> COSA FARE
Nell'articolo sui diritti civili, quale parlamentare di Forza Italia ha aderito all'intergruppo per la legalizzazione della cannabis? Indica per favore solo il nome.

> BRANO DA LEGGERE
Corriere 2.4.15
Il difficile dialogo bipartisan sul fronte dei diritti civili
Due proposte parlamentari su legalizzazione della cannabis e fine vita
di Luigi Manconi
Caro
direttore, nelle scorse settimane sono state promosse in Parlamento due
iniziative parallele, entrambe su questioni ruvidamente controverse. La
prima ha portato alla costituzione di un intergruppo parlamentare
favorevole alla legalizzazione della cannabis; la seconda è finalizzata
alla depenalizzazione delle fattispecie che variamente, nel codice
penale, si riferiscono all’eutanasia. Nel primo come nel secondo caso,
le adesioni hanno raggiunto un numero consistente, pur rappresentando
solo una minoranza rispetto al totale di deputati e senatori.
Ma
l’anomalia che emerge è, piuttosto, un’altra. Scorrendo l’elenco dei
sottoscrittori, un dato balza agli occhi: tra chi aderisce alla prima
iniziativa e chi aderisce alla seconda risultano solo parlamentari
appartenenti al centrosinistra e alla sinistra (se si considerano in
qualche modo all’interno di quest’area anche quelli del Movimento 5
stelle). Con due sole e isolatissime eccezioni: all’appello per
depenalizzare l’eutanasia aderisce Daniele Capezzone (Forza Italia),
all’intergruppo per la legalizzazione della cannabis Antonio Martino
(Forza Italia).

> ELENCO DATI

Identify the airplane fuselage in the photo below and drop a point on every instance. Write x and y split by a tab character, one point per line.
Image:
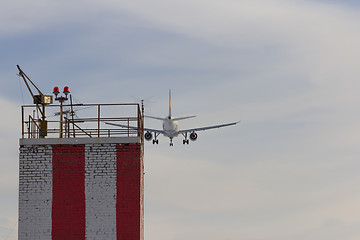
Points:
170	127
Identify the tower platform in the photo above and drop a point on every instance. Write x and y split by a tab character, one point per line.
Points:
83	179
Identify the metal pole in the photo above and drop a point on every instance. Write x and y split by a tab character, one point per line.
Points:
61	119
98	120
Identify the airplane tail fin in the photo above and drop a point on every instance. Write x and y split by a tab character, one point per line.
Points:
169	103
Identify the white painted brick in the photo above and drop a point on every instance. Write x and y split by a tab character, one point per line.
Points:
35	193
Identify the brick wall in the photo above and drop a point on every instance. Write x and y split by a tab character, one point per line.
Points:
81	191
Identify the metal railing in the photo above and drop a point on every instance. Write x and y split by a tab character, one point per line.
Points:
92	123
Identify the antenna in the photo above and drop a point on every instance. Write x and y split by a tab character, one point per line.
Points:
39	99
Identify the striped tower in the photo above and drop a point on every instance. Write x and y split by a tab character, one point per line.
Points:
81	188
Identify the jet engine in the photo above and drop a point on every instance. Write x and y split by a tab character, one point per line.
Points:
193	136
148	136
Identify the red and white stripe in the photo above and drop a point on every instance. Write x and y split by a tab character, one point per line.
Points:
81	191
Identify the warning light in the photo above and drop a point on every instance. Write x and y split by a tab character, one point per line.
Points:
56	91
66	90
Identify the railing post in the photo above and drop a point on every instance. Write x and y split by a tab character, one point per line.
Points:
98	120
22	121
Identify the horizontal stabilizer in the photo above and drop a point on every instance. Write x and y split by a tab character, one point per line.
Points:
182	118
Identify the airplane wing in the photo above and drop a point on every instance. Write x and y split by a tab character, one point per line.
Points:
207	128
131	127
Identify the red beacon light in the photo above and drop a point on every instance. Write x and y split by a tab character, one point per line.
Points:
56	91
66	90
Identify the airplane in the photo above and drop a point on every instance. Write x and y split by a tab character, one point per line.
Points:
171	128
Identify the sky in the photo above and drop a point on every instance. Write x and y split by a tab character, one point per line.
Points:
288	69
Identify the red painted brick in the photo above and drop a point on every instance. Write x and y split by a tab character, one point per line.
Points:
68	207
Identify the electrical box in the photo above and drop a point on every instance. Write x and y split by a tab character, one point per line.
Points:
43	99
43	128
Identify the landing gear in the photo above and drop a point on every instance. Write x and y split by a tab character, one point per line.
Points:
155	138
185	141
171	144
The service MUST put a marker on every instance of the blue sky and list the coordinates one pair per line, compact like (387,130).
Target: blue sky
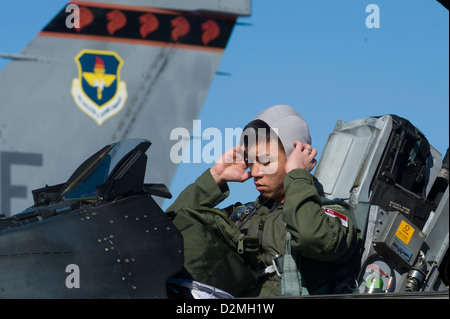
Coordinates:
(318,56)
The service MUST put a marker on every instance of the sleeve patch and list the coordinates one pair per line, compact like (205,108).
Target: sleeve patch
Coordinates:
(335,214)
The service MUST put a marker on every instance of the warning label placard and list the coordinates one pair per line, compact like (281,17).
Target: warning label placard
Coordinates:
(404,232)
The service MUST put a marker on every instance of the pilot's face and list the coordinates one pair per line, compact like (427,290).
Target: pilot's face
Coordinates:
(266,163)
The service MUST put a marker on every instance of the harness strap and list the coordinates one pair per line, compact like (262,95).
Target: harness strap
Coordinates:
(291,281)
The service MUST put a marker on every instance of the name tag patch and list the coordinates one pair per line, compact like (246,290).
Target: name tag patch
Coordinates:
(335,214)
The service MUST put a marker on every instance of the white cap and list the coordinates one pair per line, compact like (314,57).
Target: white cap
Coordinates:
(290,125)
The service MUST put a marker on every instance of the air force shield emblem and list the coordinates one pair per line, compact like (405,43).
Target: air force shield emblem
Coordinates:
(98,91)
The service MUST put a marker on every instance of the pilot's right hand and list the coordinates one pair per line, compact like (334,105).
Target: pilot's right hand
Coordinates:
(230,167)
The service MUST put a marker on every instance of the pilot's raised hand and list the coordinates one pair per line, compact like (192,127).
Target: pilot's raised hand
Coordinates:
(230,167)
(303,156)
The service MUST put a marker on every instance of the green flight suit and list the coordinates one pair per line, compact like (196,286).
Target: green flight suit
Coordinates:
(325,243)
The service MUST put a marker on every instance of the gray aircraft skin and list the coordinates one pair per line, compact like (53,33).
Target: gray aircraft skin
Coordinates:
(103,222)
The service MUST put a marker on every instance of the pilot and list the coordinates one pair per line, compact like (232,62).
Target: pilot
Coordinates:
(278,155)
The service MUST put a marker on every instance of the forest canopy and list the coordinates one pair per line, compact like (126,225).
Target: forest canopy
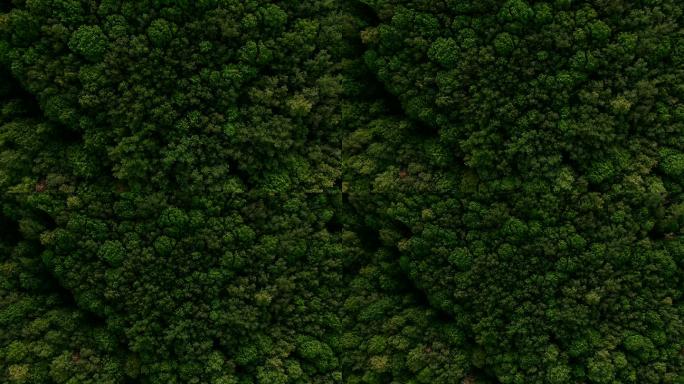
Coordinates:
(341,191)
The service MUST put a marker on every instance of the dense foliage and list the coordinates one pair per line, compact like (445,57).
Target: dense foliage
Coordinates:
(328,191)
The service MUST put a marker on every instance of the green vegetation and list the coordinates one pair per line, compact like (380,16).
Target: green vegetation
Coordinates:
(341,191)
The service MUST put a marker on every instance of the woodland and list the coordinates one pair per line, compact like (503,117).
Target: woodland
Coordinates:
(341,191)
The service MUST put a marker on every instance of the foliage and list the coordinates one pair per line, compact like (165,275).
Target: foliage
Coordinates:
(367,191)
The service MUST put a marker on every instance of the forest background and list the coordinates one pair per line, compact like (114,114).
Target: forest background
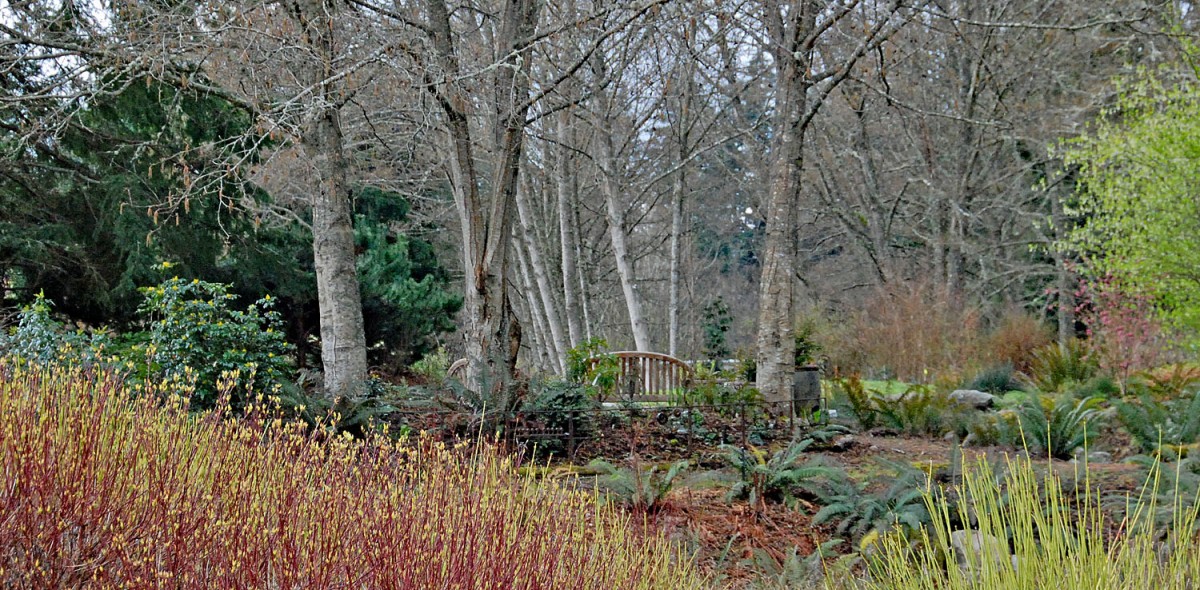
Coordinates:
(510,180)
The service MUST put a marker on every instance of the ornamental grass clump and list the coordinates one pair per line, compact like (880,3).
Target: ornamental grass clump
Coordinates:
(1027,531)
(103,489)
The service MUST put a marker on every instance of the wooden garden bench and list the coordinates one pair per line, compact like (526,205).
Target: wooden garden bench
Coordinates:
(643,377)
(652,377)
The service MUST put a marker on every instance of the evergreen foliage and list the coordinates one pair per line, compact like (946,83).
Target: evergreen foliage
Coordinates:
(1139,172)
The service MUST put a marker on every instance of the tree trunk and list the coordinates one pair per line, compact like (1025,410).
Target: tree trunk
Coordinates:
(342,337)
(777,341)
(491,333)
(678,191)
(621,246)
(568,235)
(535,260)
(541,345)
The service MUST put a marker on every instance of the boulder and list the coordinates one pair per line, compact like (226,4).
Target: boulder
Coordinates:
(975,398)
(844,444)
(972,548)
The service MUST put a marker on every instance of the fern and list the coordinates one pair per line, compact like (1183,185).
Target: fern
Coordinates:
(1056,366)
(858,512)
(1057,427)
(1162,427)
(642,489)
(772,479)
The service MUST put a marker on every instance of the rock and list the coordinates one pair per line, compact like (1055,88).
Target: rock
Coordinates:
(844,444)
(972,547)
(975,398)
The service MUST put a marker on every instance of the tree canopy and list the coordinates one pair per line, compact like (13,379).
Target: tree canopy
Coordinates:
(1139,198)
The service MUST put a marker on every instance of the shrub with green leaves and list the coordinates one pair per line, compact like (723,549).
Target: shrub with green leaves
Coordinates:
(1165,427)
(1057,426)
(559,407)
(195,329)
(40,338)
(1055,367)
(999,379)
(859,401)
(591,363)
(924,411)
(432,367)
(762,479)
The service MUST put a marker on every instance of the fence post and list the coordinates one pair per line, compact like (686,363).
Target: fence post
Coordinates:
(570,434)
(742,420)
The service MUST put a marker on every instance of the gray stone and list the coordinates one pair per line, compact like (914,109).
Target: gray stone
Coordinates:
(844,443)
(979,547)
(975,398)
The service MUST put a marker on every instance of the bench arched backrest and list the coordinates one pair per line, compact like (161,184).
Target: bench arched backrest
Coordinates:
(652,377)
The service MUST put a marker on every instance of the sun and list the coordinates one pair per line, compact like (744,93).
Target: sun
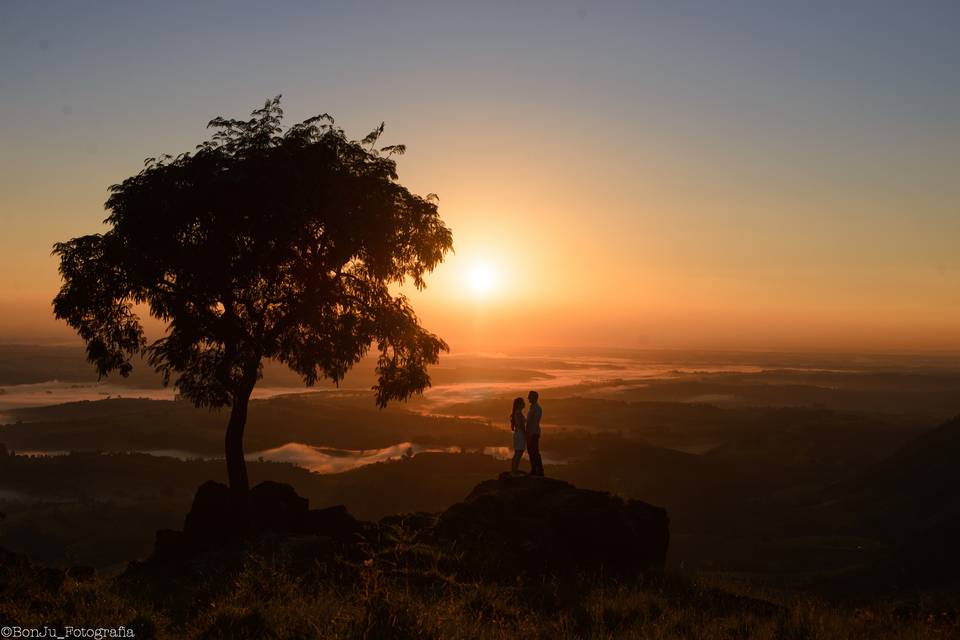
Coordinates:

> LA RISPOSTA
Antonio Martino.